EXERCISES:
• A. Reproduce the tax loss ruling word for word, everything from "The company was" down to "a new business.".
• B. Using the tax loss ruling, say yes or no to each statement and quote the words that decide it: (i) the ruling applies for the year ending 30 June 2018; (ii) the company has decided to continue with a new business; (iii) Trust B is a discretionary trust.
• C. Pick up the tax loss ruling after its last sentence and keep writing it.

Authorisation Number: 1051394325995

Date of advice: 16 July 2018

Ruling

Subject: Tax loss

Question 1

Can the company apply subdivision 165-B of the Income Tax Assessment Act 1997 (ITAA 1997)?

Answer

Yes.

Question 2

In applying section 165-45 of the ITAA 1997, is the first period from 01/07/2017 to XX/XX/2017 and the second period from XX/XX/2017 to 30/06/2018?

Answer

Yes.

Question 3

Would trading income from a discretionary trust to which the company is made presently entitled at the end of the 2017-18 income year be attributed to periods on a reasonable basis under subsection 165-60(2) of the ITAA 1997?

Answer

No.

This ruling applies for the following period

Year ending 30 June 2018

The scheme commenced on

1 July 2017

Relevant facts

The company was incorporated and purchased a business.

Later, the company sold the business having incurred considerable losses during the period of operation.

The company has ceased trading and is managing payments of the remaining creditors. The company has not made a decision on whether it will continue with a new business.

Trust B operate a separate business. Trust B is a discretionary trust.

RECORDED INFORMATION:

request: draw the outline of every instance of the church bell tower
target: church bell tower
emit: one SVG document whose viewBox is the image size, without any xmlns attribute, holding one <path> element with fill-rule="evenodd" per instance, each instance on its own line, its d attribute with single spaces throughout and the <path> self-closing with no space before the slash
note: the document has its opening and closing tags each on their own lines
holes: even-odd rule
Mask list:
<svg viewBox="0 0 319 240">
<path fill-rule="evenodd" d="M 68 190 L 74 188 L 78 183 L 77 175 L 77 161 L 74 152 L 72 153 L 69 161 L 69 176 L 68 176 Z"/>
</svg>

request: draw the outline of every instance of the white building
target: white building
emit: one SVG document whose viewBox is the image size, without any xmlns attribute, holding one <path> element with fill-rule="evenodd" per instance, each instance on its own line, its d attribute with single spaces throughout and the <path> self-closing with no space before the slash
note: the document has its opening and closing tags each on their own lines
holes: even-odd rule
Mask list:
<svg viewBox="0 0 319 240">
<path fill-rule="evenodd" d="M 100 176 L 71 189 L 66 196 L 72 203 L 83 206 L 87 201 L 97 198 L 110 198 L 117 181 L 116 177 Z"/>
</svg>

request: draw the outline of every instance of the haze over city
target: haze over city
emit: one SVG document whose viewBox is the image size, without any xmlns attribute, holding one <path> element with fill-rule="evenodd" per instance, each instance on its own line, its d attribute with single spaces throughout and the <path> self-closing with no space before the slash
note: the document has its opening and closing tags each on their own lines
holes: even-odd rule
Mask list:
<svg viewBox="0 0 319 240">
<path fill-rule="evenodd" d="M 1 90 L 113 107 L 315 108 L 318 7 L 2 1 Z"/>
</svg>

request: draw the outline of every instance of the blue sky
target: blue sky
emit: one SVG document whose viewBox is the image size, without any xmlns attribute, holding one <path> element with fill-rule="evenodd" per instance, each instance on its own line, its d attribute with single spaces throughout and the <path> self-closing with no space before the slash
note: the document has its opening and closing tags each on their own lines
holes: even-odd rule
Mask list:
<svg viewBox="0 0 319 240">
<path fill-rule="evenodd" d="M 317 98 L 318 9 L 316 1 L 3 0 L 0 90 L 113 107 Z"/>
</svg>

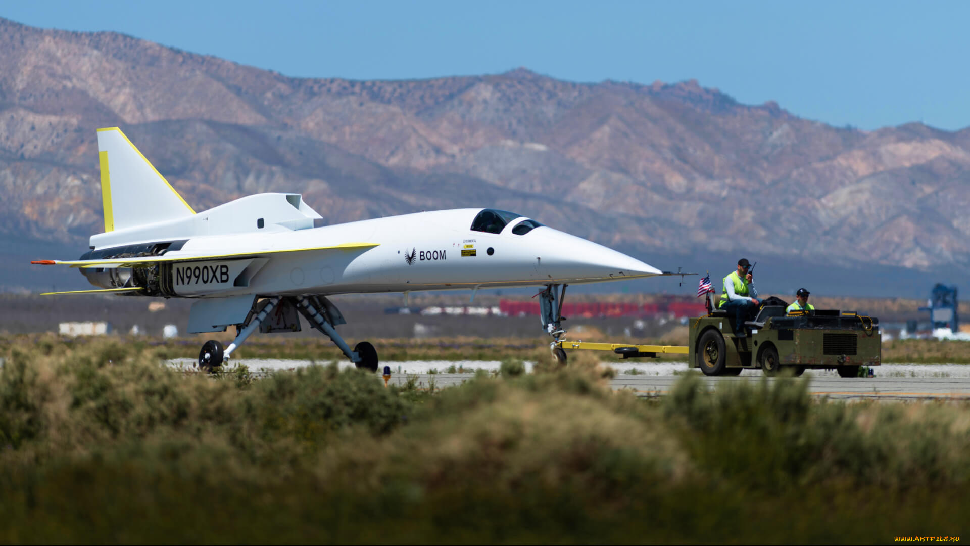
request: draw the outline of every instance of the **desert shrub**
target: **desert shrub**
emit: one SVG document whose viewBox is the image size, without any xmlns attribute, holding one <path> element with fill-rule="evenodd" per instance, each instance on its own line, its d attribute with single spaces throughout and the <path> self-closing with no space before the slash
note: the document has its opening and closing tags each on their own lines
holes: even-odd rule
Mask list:
<svg viewBox="0 0 970 546">
<path fill-rule="evenodd" d="M 316 446 L 329 433 L 363 427 L 385 433 L 401 423 L 404 402 L 373 374 L 336 364 L 274 373 L 243 398 L 264 437 L 282 434 Z"/>
</svg>

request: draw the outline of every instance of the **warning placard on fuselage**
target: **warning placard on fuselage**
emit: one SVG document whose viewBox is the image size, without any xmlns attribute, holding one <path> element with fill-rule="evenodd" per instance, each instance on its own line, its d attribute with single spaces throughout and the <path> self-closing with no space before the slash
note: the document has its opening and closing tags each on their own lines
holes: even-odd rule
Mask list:
<svg viewBox="0 0 970 546">
<path fill-rule="evenodd" d="M 250 261 L 252 259 L 174 263 L 172 288 L 178 295 L 199 295 L 231 289 Z"/>
</svg>

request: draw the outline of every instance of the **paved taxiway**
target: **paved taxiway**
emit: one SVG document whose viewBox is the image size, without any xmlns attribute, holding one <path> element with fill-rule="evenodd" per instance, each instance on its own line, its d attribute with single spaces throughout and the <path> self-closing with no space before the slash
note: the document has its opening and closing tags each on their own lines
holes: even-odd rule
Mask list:
<svg viewBox="0 0 970 546">
<path fill-rule="evenodd" d="M 462 373 L 413 374 L 418 386 L 427 389 L 434 381 L 436 388 L 451 387 L 467 381 L 470 375 Z M 613 389 L 631 390 L 640 396 L 660 396 L 666 394 L 674 383 L 683 375 L 618 375 L 613 379 Z M 701 382 L 711 390 L 719 386 L 738 382 L 760 382 L 758 375 L 740 377 L 705 377 L 700 375 Z M 811 376 L 799 378 L 798 381 L 809 381 L 809 392 L 816 396 L 827 396 L 838 399 L 882 399 L 882 400 L 918 400 L 918 399 L 963 399 L 970 400 L 970 378 L 949 377 L 874 377 L 843 379 L 841 377 Z M 404 384 L 407 381 L 406 374 L 392 374 L 391 382 Z M 775 381 L 768 378 L 768 381 Z"/>
<path fill-rule="evenodd" d="M 241 359 L 236 363 L 244 363 L 250 370 L 294 369 L 311 362 L 308 360 L 283 359 Z M 328 362 L 318 362 L 328 363 Z M 418 387 L 428 389 L 434 382 L 436 389 L 461 385 L 472 377 L 470 373 L 428 373 L 430 370 L 442 371 L 449 366 L 463 366 L 466 369 L 482 368 L 487 371 L 497 370 L 500 362 L 497 360 L 471 361 L 406 361 L 386 362 L 390 365 L 391 382 L 403 385 L 412 376 L 418 382 Z M 697 373 L 704 385 L 710 389 L 728 385 L 739 381 L 760 382 L 760 370 L 745 370 L 738 377 L 705 377 L 696 371 L 688 372 L 687 362 L 651 362 L 630 363 L 610 362 L 618 370 L 635 369 L 639 375 L 620 373 L 613 379 L 614 389 L 629 389 L 640 396 L 660 396 L 666 394 L 673 384 L 683 377 L 684 373 Z M 170 364 L 185 369 L 194 369 L 195 362 L 191 358 L 170 360 Z M 348 361 L 340 360 L 341 367 L 352 366 Z M 526 363 L 527 369 L 531 363 Z M 881 400 L 931 400 L 958 399 L 970 400 L 970 364 L 884 364 L 873 368 L 876 377 L 843 379 L 834 371 L 808 370 L 799 381 L 809 381 L 809 392 L 816 396 L 827 396 L 840 399 L 881 399 Z M 774 381 L 769 378 L 768 381 Z"/>
</svg>

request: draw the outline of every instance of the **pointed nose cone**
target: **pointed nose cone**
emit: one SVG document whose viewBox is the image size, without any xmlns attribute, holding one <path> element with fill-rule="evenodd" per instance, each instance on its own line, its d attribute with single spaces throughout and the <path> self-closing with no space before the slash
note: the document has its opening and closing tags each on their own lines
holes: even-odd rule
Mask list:
<svg viewBox="0 0 970 546">
<path fill-rule="evenodd" d="M 542 273 L 549 278 L 599 282 L 663 274 L 660 269 L 621 252 L 563 231 L 547 229 L 542 230 L 545 241 L 540 261 Z"/>
</svg>

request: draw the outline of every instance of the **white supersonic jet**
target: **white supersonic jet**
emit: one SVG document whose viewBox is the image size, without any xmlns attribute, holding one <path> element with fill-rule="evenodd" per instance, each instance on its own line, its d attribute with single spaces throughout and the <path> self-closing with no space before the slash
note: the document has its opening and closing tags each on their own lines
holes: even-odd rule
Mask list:
<svg viewBox="0 0 970 546">
<path fill-rule="evenodd" d="M 637 279 L 662 272 L 614 250 L 494 209 L 455 209 L 324 225 L 297 193 L 259 193 L 195 212 L 117 127 L 98 129 L 105 232 L 76 260 L 32 263 L 80 268 L 100 290 L 190 297 L 192 333 L 208 341 L 199 366 L 229 358 L 256 329 L 300 329 L 298 313 L 358 367 L 377 369 L 368 342 L 352 350 L 337 332 L 345 321 L 326 296 L 504 287 L 544 287 L 545 331 L 559 340 L 567 285 Z M 557 358 L 565 359 L 559 349 Z"/>
</svg>

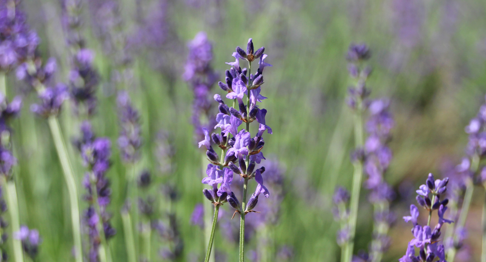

OUTPUTS FOR THE TASKS:
• A.
The company was incorporated and purchased a business.

Later, the company sold the business having incurred considerable losses during the period of operation.

The company has ceased trading and is managing payments of the remaining creditors. The company has not made a decision on whether it will continue with a new business.

• B.
(i) Yes: "Year ending 30 June 2018".
(ii) No: "The company has not made a decision on whether it will continue with a new business."
(iii) Yes: "Trust B is a discretionary trust."

• C.
In accordance with the Trust Deed, the company is a general beneficiary of Trust B. Under the Trust deed, the Trustee may determine whether to pay, apply or set aside income of the Trust, or any part of the income of the Trust, to, or for the benefit of, beneficiaries, or any one or more of them exclusive of the other, or others, in such proportions and from such categories of income as the Trustee may in its discretion determine.

Trust B did not make any distributions of income to the company in the 2016-17 income year.

As at XX/XX/2017, the shareholding composition of the company was as follows:

Shareholder No. of ordinary shares held Percentage of ownership

Entity C xxx XX%

Entity D xxx XX.XX%

Entity E xxx XX.XX%

On XX/XX/2017, entity C transferred all their shares in the company to entity D resulting in entity D holding XX.XX % and effectively becoming the controller of the company. Both entity C and D are Australian residents for tax purposes.

The company has only ever had ordinary shares on issue, with dividend, capital and voting rights being the same for all shares. That is, the percentage of ownership corresponds to the percentage of dividend, capital and voting rights.

As the same shareholders did not hold more than 50% of the company at all times during the ownership test period, the share transfer on XX/XX/2017 resulted in a change in majority ownership of the company.

Accordingly, the company does not satisfy the ordinary Continuity of Ownership Test (“COT”) for the 2017-18 income year.

As the company’s business was sold during the year, the company did not carry on the business from just prior to the change in ownership (that is, XX/XX/2017) throughout the remainder of the 2017-18 income year. Accordingly, the company will not be able to satisfy the Same Business Test (“SBT”).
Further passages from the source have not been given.